#### Short problem
Turn the records below into a two-column CSV with the headers instruction and points. Give one row per record, with its request text and its answer each in a single quoted field, and replace any line breaks with spaces.

#### Provided records
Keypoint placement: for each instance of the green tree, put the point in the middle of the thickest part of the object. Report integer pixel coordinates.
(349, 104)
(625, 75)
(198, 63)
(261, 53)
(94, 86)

#### Answer
instruction,points
"Keypoint placement: for each instance of the green tree, put the point in the middle of the thickest part of the object. Report integer pixel coordinates.","(349, 104) (625, 75) (198, 63) (261, 53) (94, 86)"